Dataset records:
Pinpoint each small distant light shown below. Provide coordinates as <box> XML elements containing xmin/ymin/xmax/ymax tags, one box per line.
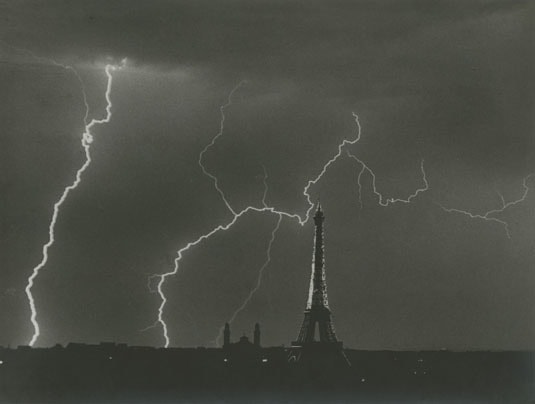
<box><xmin>0</xmin><ymin>360</ymin><xmax>3</xmax><ymax>365</ymax></box>
<box><xmin>262</xmin><ymin>358</ymin><xmax>268</xmax><ymax>363</ymax></box>
<box><xmin>417</xmin><ymin>358</ymin><xmax>424</xmax><ymax>362</ymax></box>
<box><xmin>108</xmin><ymin>356</ymin><xmax>113</xmax><ymax>360</ymax></box>
<box><xmin>360</xmin><ymin>378</ymin><xmax>366</xmax><ymax>382</ymax></box>
<box><xmin>413</xmin><ymin>371</ymin><xmax>417</xmax><ymax>375</ymax></box>
<box><xmin>223</xmin><ymin>358</ymin><xmax>228</xmax><ymax>362</ymax></box>
<box><xmin>423</xmin><ymin>371</ymin><xmax>427</xmax><ymax>375</ymax></box>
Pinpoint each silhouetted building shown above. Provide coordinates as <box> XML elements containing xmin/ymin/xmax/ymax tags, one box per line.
<box><xmin>223</xmin><ymin>323</ymin><xmax>261</xmax><ymax>349</ymax></box>
<box><xmin>222</xmin><ymin>323</ymin><xmax>263</xmax><ymax>366</ymax></box>
<box><xmin>289</xmin><ymin>203</ymin><xmax>350</xmax><ymax>366</ymax></box>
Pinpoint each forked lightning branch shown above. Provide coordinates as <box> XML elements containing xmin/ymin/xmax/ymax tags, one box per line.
<box><xmin>150</xmin><ymin>84</ymin><xmax>431</xmax><ymax>348</ymax></box>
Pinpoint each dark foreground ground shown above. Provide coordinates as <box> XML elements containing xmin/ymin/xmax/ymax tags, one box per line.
<box><xmin>0</xmin><ymin>345</ymin><xmax>533</xmax><ymax>403</ymax></box>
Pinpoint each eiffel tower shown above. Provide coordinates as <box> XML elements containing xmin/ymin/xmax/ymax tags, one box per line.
<box><xmin>289</xmin><ymin>203</ymin><xmax>350</xmax><ymax>366</ymax></box>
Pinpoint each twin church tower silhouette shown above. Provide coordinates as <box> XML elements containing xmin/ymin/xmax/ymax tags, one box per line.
<box><xmin>223</xmin><ymin>203</ymin><xmax>350</xmax><ymax>366</ymax></box>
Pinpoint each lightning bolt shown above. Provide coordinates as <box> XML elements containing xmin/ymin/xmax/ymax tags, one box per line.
<box><xmin>346</xmin><ymin>151</ymin><xmax>428</xmax><ymax>208</ymax></box>
<box><xmin>297</xmin><ymin>112</ymin><xmax>365</xmax><ymax>225</ymax></box>
<box><xmin>210</xmin><ymin>164</ymin><xmax>278</xmax><ymax>346</ymax></box>
<box><xmin>435</xmin><ymin>174</ymin><xmax>533</xmax><ymax>239</ymax></box>
<box><xmin>210</xmin><ymin>165</ymin><xmax>277</xmax><ymax>346</ymax></box>
<box><xmin>151</xmin><ymin>103</ymin><xmax>429</xmax><ymax>347</ymax></box>
<box><xmin>214</xmin><ymin>213</ymin><xmax>283</xmax><ymax>346</ymax></box>
<box><xmin>261</xmin><ymin>165</ymin><xmax>270</xmax><ymax>208</ymax></box>
<box><xmin>143</xmin><ymin>81</ymin><xmax>249</xmax><ymax>335</ymax></box>
<box><xmin>1</xmin><ymin>41</ymin><xmax>90</xmax><ymax>124</ymax></box>
<box><xmin>198</xmin><ymin>80</ymin><xmax>247</xmax><ymax>215</ymax></box>
<box><xmin>154</xmin><ymin>206</ymin><xmax>301</xmax><ymax>347</ymax></box>
<box><xmin>24</xmin><ymin>58</ymin><xmax>125</xmax><ymax>346</ymax></box>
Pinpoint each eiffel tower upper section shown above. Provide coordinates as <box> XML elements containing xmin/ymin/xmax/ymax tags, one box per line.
<box><xmin>307</xmin><ymin>202</ymin><xmax>330</xmax><ymax>310</ymax></box>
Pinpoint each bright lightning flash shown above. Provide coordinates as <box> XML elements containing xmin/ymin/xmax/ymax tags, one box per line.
<box><xmin>25</xmin><ymin>59</ymin><xmax>125</xmax><ymax>347</ymax></box>
<box><xmin>152</xmin><ymin>95</ymin><xmax>430</xmax><ymax>347</ymax></box>
<box><xmin>435</xmin><ymin>174</ymin><xmax>533</xmax><ymax>239</ymax></box>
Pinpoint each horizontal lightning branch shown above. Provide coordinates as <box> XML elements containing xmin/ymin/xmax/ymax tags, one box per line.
<box><xmin>346</xmin><ymin>152</ymin><xmax>428</xmax><ymax>208</ymax></box>
<box><xmin>435</xmin><ymin>174</ymin><xmax>534</xmax><ymax>239</ymax></box>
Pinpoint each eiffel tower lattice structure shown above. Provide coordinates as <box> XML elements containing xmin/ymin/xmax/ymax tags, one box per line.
<box><xmin>289</xmin><ymin>203</ymin><xmax>350</xmax><ymax>366</ymax></box>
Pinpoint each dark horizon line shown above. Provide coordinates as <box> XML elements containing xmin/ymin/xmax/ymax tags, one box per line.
<box><xmin>3</xmin><ymin>342</ymin><xmax>534</xmax><ymax>353</ymax></box>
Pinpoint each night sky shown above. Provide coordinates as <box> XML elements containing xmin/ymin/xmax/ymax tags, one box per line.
<box><xmin>1</xmin><ymin>0</ymin><xmax>534</xmax><ymax>350</ymax></box>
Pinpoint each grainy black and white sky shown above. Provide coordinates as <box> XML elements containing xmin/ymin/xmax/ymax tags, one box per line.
<box><xmin>1</xmin><ymin>0</ymin><xmax>534</xmax><ymax>349</ymax></box>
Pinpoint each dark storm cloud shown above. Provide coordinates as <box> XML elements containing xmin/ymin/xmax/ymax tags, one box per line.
<box><xmin>4</xmin><ymin>1</ymin><xmax>532</xmax><ymax>136</ymax></box>
<box><xmin>2</xmin><ymin>1</ymin><xmax>529</xmax><ymax>72</ymax></box>
<box><xmin>5</xmin><ymin>0</ymin><xmax>531</xmax><ymax>170</ymax></box>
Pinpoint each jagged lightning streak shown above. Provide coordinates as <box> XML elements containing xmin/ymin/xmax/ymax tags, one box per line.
<box><xmin>297</xmin><ymin>112</ymin><xmax>365</xmax><ymax>225</ymax></box>
<box><xmin>144</xmin><ymin>82</ymin><xmax>250</xmax><ymax>336</ymax></box>
<box><xmin>435</xmin><ymin>174</ymin><xmax>533</xmax><ymax>239</ymax></box>
<box><xmin>1</xmin><ymin>41</ymin><xmax>90</xmax><ymax>124</ymax></box>
<box><xmin>25</xmin><ymin>59</ymin><xmax>125</xmax><ymax>346</ymax></box>
<box><xmin>346</xmin><ymin>151</ymin><xmax>428</xmax><ymax>208</ymax></box>
<box><xmin>261</xmin><ymin>165</ymin><xmax>270</xmax><ymax>208</ymax></box>
<box><xmin>214</xmin><ymin>213</ymin><xmax>283</xmax><ymax>346</ymax></box>
<box><xmin>198</xmin><ymin>80</ymin><xmax>247</xmax><ymax>215</ymax></box>
<box><xmin>154</xmin><ymin>206</ymin><xmax>301</xmax><ymax>347</ymax></box>
<box><xmin>152</xmin><ymin>109</ymin><xmax>430</xmax><ymax>347</ymax></box>
<box><xmin>210</xmin><ymin>165</ymin><xmax>278</xmax><ymax>346</ymax></box>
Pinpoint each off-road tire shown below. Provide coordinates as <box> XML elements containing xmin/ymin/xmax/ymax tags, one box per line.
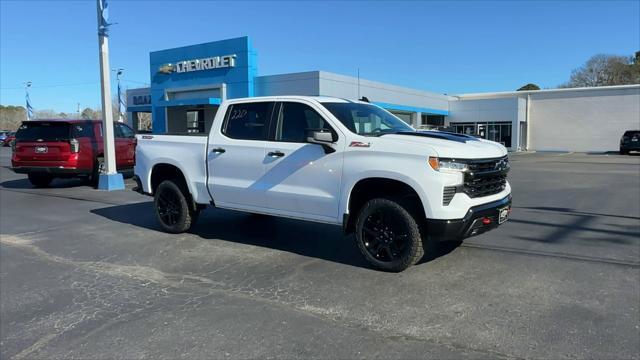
<box><xmin>354</xmin><ymin>197</ymin><xmax>425</xmax><ymax>272</ymax></box>
<box><xmin>90</xmin><ymin>157</ymin><xmax>105</xmax><ymax>187</ymax></box>
<box><xmin>154</xmin><ymin>179</ymin><xmax>199</xmax><ymax>233</ymax></box>
<box><xmin>28</xmin><ymin>173</ymin><xmax>53</xmax><ymax>188</ymax></box>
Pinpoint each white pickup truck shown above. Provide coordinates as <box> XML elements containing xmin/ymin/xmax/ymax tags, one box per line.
<box><xmin>133</xmin><ymin>96</ymin><xmax>511</xmax><ymax>271</ymax></box>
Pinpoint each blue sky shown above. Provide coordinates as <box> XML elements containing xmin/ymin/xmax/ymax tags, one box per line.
<box><xmin>1</xmin><ymin>0</ymin><xmax>638</xmax><ymax>113</ymax></box>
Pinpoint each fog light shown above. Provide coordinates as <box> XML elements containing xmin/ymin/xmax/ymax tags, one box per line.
<box><xmin>482</xmin><ymin>217</ymin><xmax>492</xmax><ymax>225</ymax></box>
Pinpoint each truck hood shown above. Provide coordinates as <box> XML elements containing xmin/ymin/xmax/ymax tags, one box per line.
<box><xmin>375</xmin><ymin>131</ymin><xmax>507</xmax><ymax>159</ymax></box>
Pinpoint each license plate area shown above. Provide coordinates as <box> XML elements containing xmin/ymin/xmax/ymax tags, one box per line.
<box><xmin>498</xmin><ymin>207</ymin><xmax>510</xmax><ymax>224</ymax></box>
<box><xmin>34</xmin><ymin>146</ymin><xmax>48</xmax><ymax>154</ymax></box>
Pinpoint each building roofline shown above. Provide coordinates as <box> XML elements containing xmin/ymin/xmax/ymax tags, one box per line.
<box><xmin>453</xmin><ymin>84</ymin><xmax>640</xmax><ymax>99</ymax></box>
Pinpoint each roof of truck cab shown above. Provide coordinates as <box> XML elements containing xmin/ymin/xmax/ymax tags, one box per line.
<box><xmin>226</xmin><ymin>96</ymin><xmax>358</xmax><ymax>104</ymax></box>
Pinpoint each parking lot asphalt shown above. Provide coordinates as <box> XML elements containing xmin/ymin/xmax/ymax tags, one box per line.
<box><xmin>1</xmin><ymin>147</ymin><xmax>639</xmax><ymax>359</ymax></box>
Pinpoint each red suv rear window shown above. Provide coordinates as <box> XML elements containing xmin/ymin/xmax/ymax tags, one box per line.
<box><xmin>16</xmin><ymin>122</ymin><xmax>71</xmax><ymax>141</ymax></box>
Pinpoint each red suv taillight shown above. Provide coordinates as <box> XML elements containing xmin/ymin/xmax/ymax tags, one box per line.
<box><xmin>69</xmin><ymin>138</ymin><xmax>80</xmax><ymax>153</ymax></box>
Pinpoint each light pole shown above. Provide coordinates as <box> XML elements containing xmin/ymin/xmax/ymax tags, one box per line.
<box><xmin>96</xmin><ymin>0</ymin><xmax>124</xmax><ymax>191</ymax></box>
<box><xmin>112</xmin><ymin>68</ymin><xmax>124</xmax><ymax>122</ymax></box>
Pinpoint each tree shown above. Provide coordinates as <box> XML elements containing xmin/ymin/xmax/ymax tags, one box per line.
<box><xmin>0</xmin><ymin>105</ymin><xmax>26</xmax><ymax>130</ymax></box>
<box><xmin>561</xmin><ymin>53</ymin><xmax>640</xmax><ymax>88</ymax></box>
<box><xmin>517</xmin><ymin>83</ymin><xmax>540</xmax><ymax>91</ymax></box>
<box><xmin>81</xmin><ymin>107</ymin><xmax>99</xmax><ymax>120</ymax></box>
<box><xmin>34</xmin><ymin>109</ymin><xmax>62</xmax><ymax>119</ymax></box>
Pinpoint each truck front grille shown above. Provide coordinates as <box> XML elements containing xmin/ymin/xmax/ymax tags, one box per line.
<box><xmin>463</xmin><ymin>156</ymin><xmax>509</xmax><ymax>198</ymax></box>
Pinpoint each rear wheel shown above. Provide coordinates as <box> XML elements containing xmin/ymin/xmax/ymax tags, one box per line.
<box><xmin>354</xmin><ymin>198</ymin><xmax>425</xmax><ymax>272</ymax></box>
<box><xmin>90</xmin><ymin>157</ymin><xmax>105</xmax><ymax>187</ymax></box>
<box><xmin>28</xmin><ymin>173</ymin><xmax>53</xmax><ymax>188</ymax></box>
<box><xmin>620</xmin><ymin>149</ymin><xmax>629</xmax><ymax>155</ymax></box>
<box><xmin>154</xmin><ymin>180</ymin><xmax>199</xmax><ymax>233</ymax></box>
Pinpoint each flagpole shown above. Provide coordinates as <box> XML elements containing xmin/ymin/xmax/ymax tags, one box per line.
<box><xmin>24</xmin><ymin>81</ymin><xmax>32</xmax><ymax>121</ymax></box>
<box><xmin>96</xmin><ymin>0</ymin><xmax>124</xmax><ymax>191</ymax></box>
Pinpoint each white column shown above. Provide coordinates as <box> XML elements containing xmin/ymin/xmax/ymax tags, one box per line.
<box><xmin>97</xmin><ymin>15</ymin><xmax>117</xmax><ymax>175</ymax></box>
<box><xmin>413</xmin><ymin>112</ymin><xmax>422</xmax><ymax>128</ymax></box>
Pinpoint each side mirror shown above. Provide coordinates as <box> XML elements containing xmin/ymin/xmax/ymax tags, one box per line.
<box><xmin>307</xmin><ymin>130</ymin><xmax>336</xmax><ymax>154</ymax></box>
<box><xmin>308</xmin><ymin>131</ymin><xmax>333</xmax><ymax>144</ymax></box>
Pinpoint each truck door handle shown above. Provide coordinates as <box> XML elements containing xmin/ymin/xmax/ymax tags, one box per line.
<box><xmin>211</xmin><ymin>147</ymin><xmax>226</xmax><ymax>154</ymax></box>
<box><xmin>267</xmin><ymin>151</ymin><xmax>285</xmax><ymax>157</ymax></box>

ABOUT THIS EXERCISE: Take the lines from the one containing "Pinpoint each flagpole" through the final line of the entries above, and set them down exactly, with nothing added.

ANSWER BELOW:
Pinpoint each flagpole shown above. Provide coordinates as <box> XML elements containing xmin/ymin/xmax/ymax tags, one box per line.
<box><xmin>24</xmin><ymin>81</ymin><xmax>32</xmax><ymax>121</ymax></box>
<box><xmin>96</xmin><ymin>0</ymin><xmax>124</xmax><ymax>191</ymax></box>
Pinpoint each white column shown above. Provide coordinates as <box> XML elements containing xmin/ymin/xmax/ymax tags, one box per line.
<box><xmin>97</xmin><ymin>15</ymin><xmax>117</xmax><ymax>175</ymax></box>
<box><xmin>413</xmin><ymin>112</ymin><xmax>422</xmax><ymax>128</ymax></box>
Pinpoint each side mirror shown above. Provide coordinates as <box> XML elements containing xmin/ymin/xmax/ymax tags, one box per line.
<box><xmin>307</xmin><ymin>130</ymin><xmax>336</xmax><ymax>154</ymax></box>
<box><xmin>308</xmin><ymin>131</ymin><xmax>333</xmax><ymax>144</ymax></box>
Pinpoint each truck door handle shown above. Provide coordinates as <box> XML elements containing xmin/ymin/xmax/ymax tags, one box per line.
<box><xmin>211</xmin><ymin>147</ymin><xmax>226</xmax><ymax>154</ymax></box>
<box><xmin>267</xmin><ymin>151</ymin><xmax>285</xmax><ymax>157</ymax></box>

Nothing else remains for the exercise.